We’re also now almost getting to a point in which we have to decide what to do with the extra build-up of money since we’re maxing out our tax-advantaged retirement savings (including backdoor roths!) and have paid off all our debt.  We do have a list of important big expenses that we’ve been going through, which is why we’re now at the Kitchen Renovation bullet.  If we still had a mortgage, I don’t think we’d be there.

Has your life changed after finishing a big regular expense like daycare, a mortgage, or a car payment?


20 Responses to “Two years without a mortgage”

  1. Jenny F. Scientist Says:

    This summer our car payment will vanish! … we will probably just invest it all instead. (It’s a 0% interest loan which is why we didn’t pay it off early; that and the mortgage are our only debt.) Next summer (i.e. 2020) the daycare payment will also vanish! (Same.) The mortgage is owned by Spouse’s employer at such a low rate our investments always earn more, so we don’t really plan to pay it off early.

    Me having a higher % of a full time job impacted our spending the same way – we go out for dinner once or twice a month rather than once or twice a year. Once in a while I get takeout for lunch. I got a new runner rug solely because the laundry room flooded, and I didn’t bother to sterilize the old one (to be fair, a tatty old piece of carpet scrap).

  2. nicoleandmaggie Says:

    From indivisible:
    Call your senators with this brief message: “Keep the government open with no new wall money!”

    Monday, Feb. 11 is critical. The absolute latest the full text of any proposal can be released publicly is Monday (in order to comply with the House 72-hour rule). So make those calls on Monday!

    Info on how to contact your senators:

  3. chacha1 Says:

    I would like to say it has, but every time I get clear of some kind of obligation, an employer closes my department or eliminates my job and I’m back at square f***ing one.

**DATA EXTRACT**
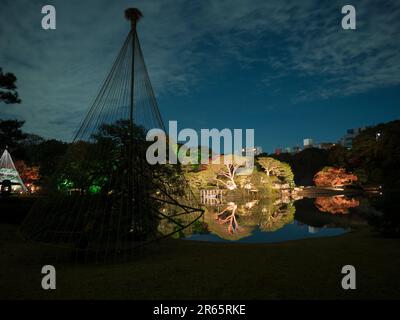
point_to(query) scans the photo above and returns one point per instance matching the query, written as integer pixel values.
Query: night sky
(285, 68)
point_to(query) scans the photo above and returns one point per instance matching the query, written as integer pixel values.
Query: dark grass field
(176, 269)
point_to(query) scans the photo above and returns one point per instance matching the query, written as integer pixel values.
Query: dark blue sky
(284, 68)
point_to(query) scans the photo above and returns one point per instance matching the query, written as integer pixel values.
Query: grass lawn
(176, 269)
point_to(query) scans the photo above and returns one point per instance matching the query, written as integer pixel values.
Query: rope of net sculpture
(105, 200)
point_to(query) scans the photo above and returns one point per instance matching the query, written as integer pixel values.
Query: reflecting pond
(266, 220)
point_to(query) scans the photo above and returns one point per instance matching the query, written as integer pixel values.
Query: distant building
(256, 151)
(326, 145)
(296, 149)
(347, 140)
(308, 143)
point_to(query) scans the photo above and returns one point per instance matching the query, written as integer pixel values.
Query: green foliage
(376, 154)
(276, 168)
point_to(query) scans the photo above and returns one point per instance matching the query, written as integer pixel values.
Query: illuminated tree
(334, 177)
(227, 168)
(274, 167)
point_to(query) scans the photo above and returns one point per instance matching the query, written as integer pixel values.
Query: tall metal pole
(133, 15)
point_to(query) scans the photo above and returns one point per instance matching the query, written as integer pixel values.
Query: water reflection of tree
(336, 204)
(228, 216)
(235, 221)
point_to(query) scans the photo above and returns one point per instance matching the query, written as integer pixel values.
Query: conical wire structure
(8, 172)
(105, 200)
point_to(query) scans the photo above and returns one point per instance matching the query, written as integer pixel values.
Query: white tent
(9, 172)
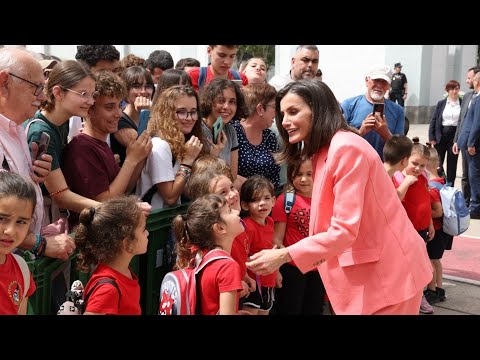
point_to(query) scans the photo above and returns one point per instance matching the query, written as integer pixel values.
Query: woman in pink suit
(370, 258)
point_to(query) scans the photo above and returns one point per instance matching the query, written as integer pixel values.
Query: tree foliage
(246, 52)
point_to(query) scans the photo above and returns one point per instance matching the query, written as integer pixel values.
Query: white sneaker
(425, 307)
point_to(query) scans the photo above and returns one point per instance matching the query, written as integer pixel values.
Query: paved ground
(462, 263)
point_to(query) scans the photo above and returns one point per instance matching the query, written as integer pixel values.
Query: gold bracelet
(59, 191)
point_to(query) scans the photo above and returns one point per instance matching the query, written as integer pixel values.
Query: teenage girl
(108, 237)
(17, 202)
(210, 223)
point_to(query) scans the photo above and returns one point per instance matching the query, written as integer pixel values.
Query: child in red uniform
(300, 294)
(257, 198)
(210, 223)
(109, 236)
(441, 241)
(416, 198)
(17, 202)
(213, 176)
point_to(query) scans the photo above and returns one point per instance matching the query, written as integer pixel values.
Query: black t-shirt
(125, 123)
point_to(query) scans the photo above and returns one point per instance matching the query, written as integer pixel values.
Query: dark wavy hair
(194, 230)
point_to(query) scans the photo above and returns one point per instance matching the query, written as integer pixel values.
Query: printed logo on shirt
(302, 219)
(15, 292)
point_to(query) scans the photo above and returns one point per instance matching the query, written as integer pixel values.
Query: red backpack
(178, 292)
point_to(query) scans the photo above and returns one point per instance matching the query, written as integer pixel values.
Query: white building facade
(427, 67)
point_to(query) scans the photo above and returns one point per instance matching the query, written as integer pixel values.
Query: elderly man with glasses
(21, 93)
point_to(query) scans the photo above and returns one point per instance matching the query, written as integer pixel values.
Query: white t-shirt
(158, 168)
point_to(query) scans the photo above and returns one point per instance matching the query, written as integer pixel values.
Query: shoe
(425, 307)
(440, 294)
(474, 215)
(431, 296)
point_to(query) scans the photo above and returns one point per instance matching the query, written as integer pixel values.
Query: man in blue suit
(469, 140)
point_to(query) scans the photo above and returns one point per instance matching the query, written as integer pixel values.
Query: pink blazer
(361, 240)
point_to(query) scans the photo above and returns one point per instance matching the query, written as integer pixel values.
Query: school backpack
(456, 217)
(25, 273)
(76, 303)
(203, 76)
(288, 201)
(178, 291)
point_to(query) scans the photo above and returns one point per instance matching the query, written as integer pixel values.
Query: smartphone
(43, 145)
(142, 123)
(217, 129)
(378, 108)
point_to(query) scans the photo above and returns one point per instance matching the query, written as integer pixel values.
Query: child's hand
(279, 280)
(367, 125)
(216, 149)
(410, 179)
(244, 291)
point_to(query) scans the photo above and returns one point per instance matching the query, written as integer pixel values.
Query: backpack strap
(25, 272)
(288, 201)
(398, 176)
(5, 164)
(202, 76)
(435, 185)
(100, 282)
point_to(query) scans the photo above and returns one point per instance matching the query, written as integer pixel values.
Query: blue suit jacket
(470, 133)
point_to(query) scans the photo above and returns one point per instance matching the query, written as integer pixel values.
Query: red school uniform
(104, 299)
(297, 221)
(11, 286)
(435, 197)
(417, 203)
(222, 275)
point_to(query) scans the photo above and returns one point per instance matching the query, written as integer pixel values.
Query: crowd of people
(287, 190)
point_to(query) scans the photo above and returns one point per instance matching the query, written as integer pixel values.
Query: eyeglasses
(183, 114)
(39, 87)
(138, 86)
(85, 95)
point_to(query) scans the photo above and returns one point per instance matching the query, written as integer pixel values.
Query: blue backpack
(456, 217)
(203, 76)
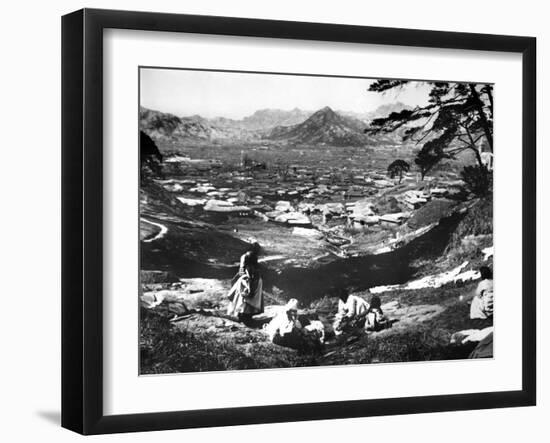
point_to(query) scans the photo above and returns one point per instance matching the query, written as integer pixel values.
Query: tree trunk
(484, 123)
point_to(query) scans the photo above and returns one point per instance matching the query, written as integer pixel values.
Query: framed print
(271, 221)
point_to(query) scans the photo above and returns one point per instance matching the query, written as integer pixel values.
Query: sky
(236, 95)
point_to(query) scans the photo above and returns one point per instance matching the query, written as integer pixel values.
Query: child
(376, 320)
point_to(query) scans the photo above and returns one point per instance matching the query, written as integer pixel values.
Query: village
(330, 202)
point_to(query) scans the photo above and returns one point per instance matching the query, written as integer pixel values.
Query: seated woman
(285, 329)
(247, 293)
(482, 303)
(352, 312)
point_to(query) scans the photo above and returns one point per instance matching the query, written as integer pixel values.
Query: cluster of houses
(300, 196)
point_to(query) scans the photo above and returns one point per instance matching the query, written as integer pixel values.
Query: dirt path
(160, 234)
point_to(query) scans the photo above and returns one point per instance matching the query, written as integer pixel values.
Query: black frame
(82, 218)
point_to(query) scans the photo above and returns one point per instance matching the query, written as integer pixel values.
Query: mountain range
(326, 126)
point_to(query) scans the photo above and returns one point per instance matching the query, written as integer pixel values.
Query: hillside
(324, 126)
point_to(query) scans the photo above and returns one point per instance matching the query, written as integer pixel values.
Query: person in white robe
(352, 312)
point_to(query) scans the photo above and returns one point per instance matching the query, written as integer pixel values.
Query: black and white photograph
(291, 220)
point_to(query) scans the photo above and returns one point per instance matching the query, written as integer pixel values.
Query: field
(305, 254)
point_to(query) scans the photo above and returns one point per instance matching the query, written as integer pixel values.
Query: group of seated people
(482, 303)
(354, 315)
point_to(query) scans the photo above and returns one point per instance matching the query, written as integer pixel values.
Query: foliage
(456, 118)
(149, 156)
(397, 168)
(477, 221)
(477, 179)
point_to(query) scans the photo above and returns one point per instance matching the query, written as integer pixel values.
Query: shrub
(477, 179)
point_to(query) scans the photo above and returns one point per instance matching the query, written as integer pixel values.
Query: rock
(310, 233)
(283, 206)
(334, 209)
(192, 201)
(225, 207)
(294, 219)
(395, 219)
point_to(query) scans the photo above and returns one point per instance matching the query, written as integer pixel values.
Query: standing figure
(482, 303)
(246, 295)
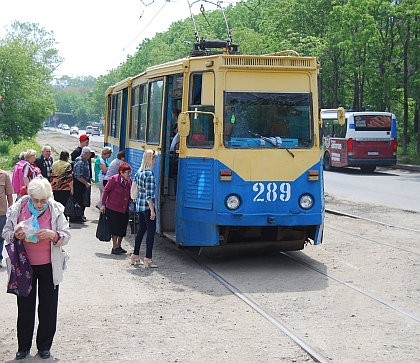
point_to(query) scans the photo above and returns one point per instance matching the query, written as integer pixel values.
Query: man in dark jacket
(44, 162)
(83, 141)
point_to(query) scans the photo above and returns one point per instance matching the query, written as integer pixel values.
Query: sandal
(149, 263)
(135, 261)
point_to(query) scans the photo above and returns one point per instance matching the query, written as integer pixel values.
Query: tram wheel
(327, 162)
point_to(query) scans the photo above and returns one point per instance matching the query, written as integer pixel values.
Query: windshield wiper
(270, 142)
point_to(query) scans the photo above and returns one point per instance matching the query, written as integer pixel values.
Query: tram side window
(138, 113)
(154, 120)
(115, 116)
(201, 125)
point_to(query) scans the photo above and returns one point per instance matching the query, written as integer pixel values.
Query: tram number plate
(271, 192)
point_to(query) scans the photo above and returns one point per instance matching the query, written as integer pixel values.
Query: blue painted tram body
(218, 188)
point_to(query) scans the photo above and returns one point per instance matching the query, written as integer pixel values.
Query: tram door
(169, 158)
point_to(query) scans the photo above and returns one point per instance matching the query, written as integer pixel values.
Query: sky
(95, 36)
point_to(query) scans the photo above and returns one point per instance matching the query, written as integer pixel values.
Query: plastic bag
(29, 229)
(72, 208)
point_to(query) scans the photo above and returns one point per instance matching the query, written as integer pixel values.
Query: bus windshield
(267, 120)
(372, 123)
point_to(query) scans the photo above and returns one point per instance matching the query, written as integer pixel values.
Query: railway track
(312, 349)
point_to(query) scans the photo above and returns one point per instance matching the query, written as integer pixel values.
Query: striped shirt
(146, 184)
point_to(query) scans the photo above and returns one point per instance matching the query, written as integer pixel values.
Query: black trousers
(47, 310)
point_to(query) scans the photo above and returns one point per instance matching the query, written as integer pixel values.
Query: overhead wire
(124, 48)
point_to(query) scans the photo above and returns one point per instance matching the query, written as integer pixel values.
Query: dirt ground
(110, 311)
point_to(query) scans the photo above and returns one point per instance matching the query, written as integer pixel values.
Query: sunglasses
(39, 201)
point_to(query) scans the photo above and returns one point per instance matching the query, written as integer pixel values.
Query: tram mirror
(207, 92)
(341, 115)
(184, 124)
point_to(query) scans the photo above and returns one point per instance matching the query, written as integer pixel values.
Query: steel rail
(308, 349)
(332, 211)
(372, 240)
(358, 289)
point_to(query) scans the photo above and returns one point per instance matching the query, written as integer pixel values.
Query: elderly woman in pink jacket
(115, 202)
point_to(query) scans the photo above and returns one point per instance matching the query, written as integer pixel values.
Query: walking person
(146, 185)
(44, 162)
(62, 178)
(83, 142)
(47, 260)
(101, 167)
(17, 176)
(81, 180)
(113, 167)
(115, 201)
(6, 200)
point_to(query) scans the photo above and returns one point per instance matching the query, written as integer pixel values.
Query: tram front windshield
(268, 120)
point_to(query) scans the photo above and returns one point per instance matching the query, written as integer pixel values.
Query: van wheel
(368, 168)
(327, 162)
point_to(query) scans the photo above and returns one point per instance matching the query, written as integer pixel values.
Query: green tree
(27, 61)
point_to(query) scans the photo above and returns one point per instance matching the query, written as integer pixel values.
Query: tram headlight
(233, 202)
(306, 201)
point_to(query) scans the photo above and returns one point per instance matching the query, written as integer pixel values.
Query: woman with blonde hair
(47, 259)
(146, 185)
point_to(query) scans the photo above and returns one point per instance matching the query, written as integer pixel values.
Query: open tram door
(168, 171)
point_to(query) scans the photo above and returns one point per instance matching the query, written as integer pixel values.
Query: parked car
(74, 130)
(96, 131)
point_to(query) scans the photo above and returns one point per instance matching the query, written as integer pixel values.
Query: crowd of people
(37, 224)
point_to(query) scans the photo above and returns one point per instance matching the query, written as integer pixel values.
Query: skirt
(117, 222)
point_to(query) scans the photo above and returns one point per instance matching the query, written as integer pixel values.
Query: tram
(247, 169)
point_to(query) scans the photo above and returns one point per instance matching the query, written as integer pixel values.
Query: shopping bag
(86, 198)
(72, 208)
(19, 268)
(102, 231)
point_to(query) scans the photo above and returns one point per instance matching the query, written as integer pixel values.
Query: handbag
(86, 198)
(19, 268)
(134, 191)
(102, 230)
(72, 208)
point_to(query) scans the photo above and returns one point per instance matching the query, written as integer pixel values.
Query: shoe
(44, 354)
(149, 263)
(116, 251)
(21, 354)
(135, 261)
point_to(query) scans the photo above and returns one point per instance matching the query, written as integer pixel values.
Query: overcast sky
(94, 36)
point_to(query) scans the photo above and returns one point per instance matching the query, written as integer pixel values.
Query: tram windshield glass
(267, 120)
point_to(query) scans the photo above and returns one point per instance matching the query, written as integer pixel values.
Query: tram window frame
(154, 115)
(115, 115)
(201, 125)
(279, 117)
(138, 112)
(333, 129)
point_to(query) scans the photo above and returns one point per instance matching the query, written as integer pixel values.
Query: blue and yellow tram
(247, 168)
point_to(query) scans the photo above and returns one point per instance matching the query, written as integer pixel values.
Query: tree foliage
(27, 60)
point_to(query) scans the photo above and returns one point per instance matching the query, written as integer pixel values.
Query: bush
(10, 153)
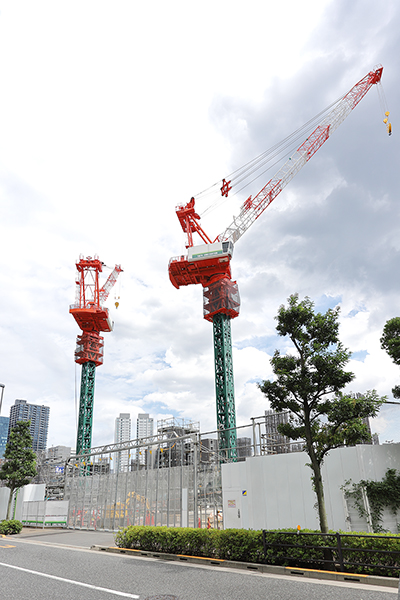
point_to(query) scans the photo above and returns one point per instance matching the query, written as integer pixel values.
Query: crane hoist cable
(262, 161)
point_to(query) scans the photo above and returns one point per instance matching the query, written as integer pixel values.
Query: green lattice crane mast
(92, 318)
(208, 263)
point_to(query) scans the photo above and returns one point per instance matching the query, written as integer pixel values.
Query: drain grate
(161, 597)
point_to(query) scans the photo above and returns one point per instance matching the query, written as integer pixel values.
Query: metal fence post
(340, 553)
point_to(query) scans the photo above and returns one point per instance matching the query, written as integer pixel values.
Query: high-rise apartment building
(4, 421)
(122, 434)
(39, 418)
(144, 426)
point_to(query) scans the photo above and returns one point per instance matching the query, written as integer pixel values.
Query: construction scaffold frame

**PROBLEM SET**
**A)** From the post about life without a mortgage, print the stretch from "This summer our" through "it off early.".
**B)** Count the lines of the entries that contain the string "green". Give only the number.

**ANSWERS TO EACH TASK**
**A)**
This summer our car payment will vanish! … we will probably just invest it all instead. (It’s a 0% interest loan which is why we didn’t pay it off early; that and the mortgage are our only debt.) Next summer (i.e. 2020) the daycare payment will also vanish! (Same.) The mortgage is owned by Spouse’s employer at such a low rate our investments always earn more, so we don’t really plan to pay it off early.

**B)** 3